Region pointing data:
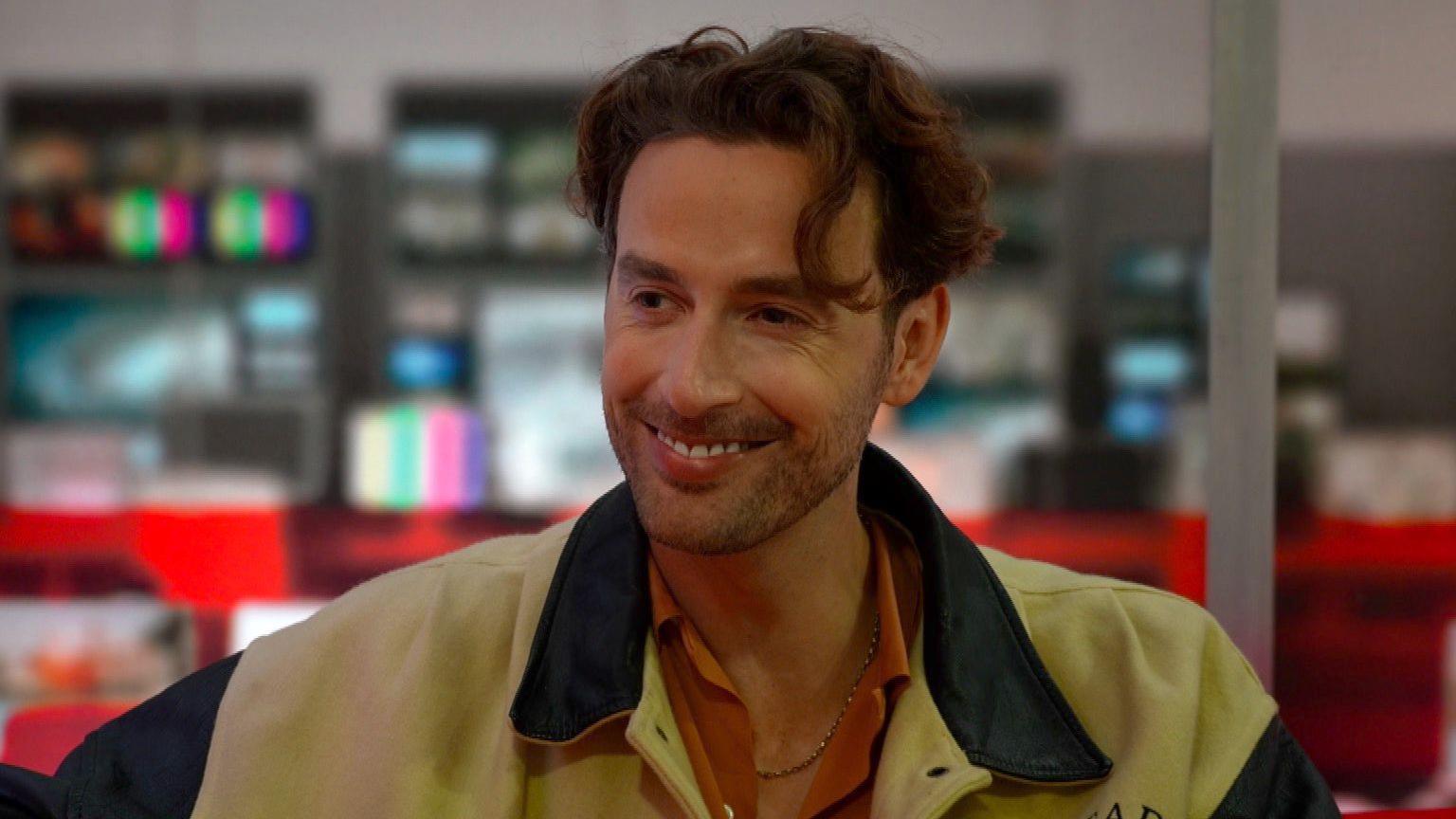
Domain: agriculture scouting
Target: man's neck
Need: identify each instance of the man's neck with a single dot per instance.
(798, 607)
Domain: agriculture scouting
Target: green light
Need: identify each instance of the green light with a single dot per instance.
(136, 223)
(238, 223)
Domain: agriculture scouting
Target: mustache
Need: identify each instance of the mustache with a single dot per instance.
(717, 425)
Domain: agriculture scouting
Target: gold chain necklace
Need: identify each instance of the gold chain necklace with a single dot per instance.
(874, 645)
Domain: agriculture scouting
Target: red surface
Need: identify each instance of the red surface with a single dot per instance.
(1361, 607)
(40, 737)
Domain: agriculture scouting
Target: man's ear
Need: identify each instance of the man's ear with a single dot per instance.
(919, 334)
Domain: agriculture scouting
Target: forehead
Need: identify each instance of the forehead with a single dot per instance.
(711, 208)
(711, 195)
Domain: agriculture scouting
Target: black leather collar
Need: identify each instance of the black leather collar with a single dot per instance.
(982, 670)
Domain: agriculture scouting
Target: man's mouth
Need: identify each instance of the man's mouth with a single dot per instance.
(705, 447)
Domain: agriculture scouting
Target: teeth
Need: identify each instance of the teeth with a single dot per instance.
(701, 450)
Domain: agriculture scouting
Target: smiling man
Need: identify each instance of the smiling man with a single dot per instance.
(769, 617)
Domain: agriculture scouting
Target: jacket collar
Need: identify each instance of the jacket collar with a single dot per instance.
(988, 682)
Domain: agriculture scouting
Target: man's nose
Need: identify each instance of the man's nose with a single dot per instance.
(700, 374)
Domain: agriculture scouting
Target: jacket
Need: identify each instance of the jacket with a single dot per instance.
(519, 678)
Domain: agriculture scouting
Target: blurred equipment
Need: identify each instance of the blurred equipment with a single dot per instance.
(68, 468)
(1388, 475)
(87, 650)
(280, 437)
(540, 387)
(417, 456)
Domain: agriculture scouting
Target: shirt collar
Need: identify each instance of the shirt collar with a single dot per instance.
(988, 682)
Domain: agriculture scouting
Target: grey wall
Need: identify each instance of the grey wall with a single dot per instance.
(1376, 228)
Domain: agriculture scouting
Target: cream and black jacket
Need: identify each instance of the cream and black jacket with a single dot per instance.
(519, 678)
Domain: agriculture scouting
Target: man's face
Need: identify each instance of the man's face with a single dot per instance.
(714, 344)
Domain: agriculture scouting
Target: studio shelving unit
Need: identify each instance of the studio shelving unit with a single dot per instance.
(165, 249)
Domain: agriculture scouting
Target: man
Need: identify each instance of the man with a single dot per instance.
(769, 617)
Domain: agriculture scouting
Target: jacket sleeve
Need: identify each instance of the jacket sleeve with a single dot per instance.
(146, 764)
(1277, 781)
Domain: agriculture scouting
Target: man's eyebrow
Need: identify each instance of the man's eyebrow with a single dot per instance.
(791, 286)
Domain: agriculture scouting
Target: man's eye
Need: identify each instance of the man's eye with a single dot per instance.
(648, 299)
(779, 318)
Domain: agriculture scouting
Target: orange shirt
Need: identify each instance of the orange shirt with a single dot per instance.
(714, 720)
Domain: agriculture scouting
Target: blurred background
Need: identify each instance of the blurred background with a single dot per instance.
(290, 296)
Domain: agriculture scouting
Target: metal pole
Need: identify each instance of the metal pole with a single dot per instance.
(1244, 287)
==
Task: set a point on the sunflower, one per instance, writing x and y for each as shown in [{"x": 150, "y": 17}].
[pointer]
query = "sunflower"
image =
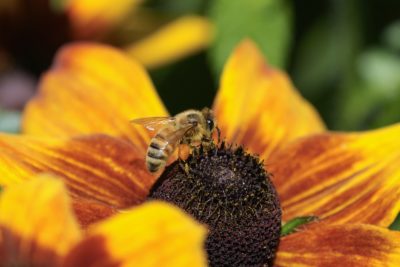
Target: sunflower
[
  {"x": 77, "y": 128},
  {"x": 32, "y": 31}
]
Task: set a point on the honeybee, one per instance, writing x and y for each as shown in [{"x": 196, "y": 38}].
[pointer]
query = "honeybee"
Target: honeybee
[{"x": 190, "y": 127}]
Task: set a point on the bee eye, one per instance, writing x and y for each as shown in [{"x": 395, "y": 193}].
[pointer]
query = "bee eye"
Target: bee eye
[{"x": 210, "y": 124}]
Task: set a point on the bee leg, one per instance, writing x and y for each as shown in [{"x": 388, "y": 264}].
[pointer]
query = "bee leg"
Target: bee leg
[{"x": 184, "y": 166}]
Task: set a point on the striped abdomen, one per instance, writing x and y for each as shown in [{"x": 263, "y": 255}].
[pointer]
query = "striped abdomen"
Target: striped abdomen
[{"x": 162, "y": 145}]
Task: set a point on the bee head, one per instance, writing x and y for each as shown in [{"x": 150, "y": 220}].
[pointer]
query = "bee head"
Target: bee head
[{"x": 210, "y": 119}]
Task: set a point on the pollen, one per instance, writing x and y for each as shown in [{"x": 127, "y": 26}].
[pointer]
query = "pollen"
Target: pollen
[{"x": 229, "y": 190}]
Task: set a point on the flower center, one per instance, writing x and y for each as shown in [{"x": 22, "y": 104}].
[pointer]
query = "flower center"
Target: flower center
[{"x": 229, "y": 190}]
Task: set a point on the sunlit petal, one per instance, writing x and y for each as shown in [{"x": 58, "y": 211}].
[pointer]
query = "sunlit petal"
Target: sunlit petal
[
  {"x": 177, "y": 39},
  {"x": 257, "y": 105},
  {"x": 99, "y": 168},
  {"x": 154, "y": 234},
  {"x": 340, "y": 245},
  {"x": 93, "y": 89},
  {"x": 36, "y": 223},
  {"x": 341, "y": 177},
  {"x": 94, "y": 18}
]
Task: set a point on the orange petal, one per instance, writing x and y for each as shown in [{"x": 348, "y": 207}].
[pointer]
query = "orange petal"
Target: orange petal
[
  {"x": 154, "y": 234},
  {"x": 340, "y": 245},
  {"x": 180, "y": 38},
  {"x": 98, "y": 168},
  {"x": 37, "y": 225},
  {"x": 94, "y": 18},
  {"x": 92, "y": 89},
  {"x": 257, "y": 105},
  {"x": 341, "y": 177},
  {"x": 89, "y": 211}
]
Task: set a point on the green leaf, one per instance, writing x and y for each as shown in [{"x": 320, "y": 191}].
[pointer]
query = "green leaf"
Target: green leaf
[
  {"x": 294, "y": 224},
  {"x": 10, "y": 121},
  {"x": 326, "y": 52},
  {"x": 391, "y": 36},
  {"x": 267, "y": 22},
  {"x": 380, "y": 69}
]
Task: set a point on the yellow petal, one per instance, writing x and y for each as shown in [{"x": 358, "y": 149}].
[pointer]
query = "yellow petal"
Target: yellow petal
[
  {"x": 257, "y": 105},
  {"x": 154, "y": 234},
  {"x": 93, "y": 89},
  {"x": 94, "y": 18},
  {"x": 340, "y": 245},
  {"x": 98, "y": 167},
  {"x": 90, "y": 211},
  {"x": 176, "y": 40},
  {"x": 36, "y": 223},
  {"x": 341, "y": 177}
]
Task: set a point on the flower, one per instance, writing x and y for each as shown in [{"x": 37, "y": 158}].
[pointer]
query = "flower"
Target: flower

_Instructions for the task_: In the entries above, restate word for word the lines between the one holding "Need: identify each instance of the orange" and the one holding "Target: metal pole", inclusive, and nothing besides.

_Answer for the task_:
Need: identify each instance of the orange shirt with a single dot per instance.
(714, 720)
Domain: agriculture scouting
Target: blurred background
Need: identify each instance of the blurred background with a single dot per instance.
(290, 296)
Domain: agriculture scouting
Target: metal pole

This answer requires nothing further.